— BEGIN Document text —
BookmarkSubscribeRSS Feed
🔒 This topic is solved and locked. Need further help from the community? Please sign in and ask a new question.

I do not understand why join done with proc sql does not play the same way hash. What did I do wrong?

 

data tab1;
input id1 id2 ts;
datalines;
1 1 3
1 2 5
1 3 6
1 2 20
1 2 22
run;
data tab2;
input id id1 id2 time_from time_to descr $;
datalines;
1 1 1 4 6 xxx
2 1 2 4 6 yyy
3 1 2 21 30 kkk
run;

/*sql version*/
proc sql;
create table  ris_sql as select 
		a.*,
		b.descr 
		from     tab1 as a 
		left join tab2 as b 
		on a.id1=b.id1 and 
		   a.id2=b.id2 and
		  (a.ts between b.time_from and b.time_to);
	quit; 

/*hash version*/
data ris_hash;
attrib descr format=$10.;
if _n_=1 then do;
	declare hash s(dataset: 'tab2');
	s.definekey('id1','id2');
	s.definedata('time_from', 'time_to','descr');
	s.definedone();
	end;
set tab1;
rc=s.find();
if not(time_from <= ts <= time_to) then call missing(descr);
drop rc time_from time_to;
run;

 

1 ACCEPTED SOLUTION

Accepted Solutions
DanielSantos
Barite | Level 11

Hi.
— END Document text —
— BEGIN Data lines —
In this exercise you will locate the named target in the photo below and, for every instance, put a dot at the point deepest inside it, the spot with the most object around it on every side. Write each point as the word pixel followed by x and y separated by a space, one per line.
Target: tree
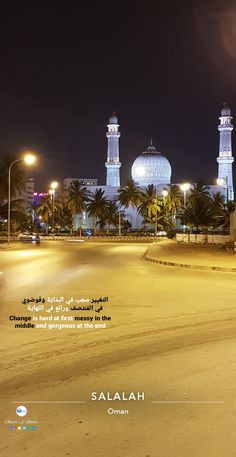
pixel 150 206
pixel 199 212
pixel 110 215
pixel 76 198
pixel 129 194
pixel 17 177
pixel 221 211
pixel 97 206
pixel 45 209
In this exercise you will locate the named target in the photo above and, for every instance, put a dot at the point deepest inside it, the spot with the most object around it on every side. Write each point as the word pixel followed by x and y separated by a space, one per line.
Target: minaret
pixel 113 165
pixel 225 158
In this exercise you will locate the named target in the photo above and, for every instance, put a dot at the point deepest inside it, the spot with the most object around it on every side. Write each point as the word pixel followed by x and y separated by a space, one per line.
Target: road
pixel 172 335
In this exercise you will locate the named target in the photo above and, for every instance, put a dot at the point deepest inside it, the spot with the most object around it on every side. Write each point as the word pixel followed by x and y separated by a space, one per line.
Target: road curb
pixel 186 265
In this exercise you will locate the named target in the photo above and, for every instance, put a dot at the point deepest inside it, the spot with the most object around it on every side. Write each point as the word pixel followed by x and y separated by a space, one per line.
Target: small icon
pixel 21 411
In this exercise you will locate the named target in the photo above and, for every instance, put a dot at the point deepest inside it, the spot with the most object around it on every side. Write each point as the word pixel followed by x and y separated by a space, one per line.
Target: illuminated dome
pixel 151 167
— END Data lines —
— BEGIN Data lines —
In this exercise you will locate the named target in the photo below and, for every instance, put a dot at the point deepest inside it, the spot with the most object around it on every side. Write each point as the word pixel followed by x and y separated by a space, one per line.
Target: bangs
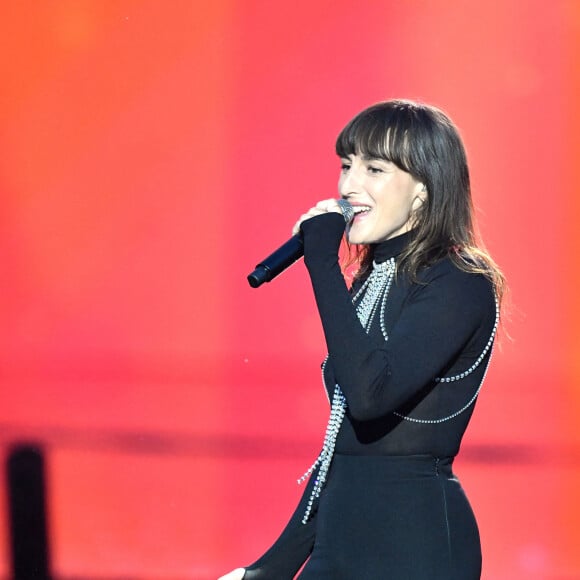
— END Data lines —
— BEGIN Data lines —
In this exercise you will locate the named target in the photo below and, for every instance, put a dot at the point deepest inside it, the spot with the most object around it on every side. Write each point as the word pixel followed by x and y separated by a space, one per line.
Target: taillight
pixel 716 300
— END Data lines —
Job 1: In the forum thread, which variables does the hash object define as its keys?
Job 2: Reproduce the part of the forum thread starting with "BookmarkSubscribeRSS Feed" and going on through "I do wrong?".

Response 1: id1 and id2

Response 2:
BookmarkSubscribeRSS Feed
🔒 This topic is solved and locked. Need further help from the community? Please sign in and ask a new question.

I do not understand why join done with proc sql does not play the same way hash. What did I do wrong?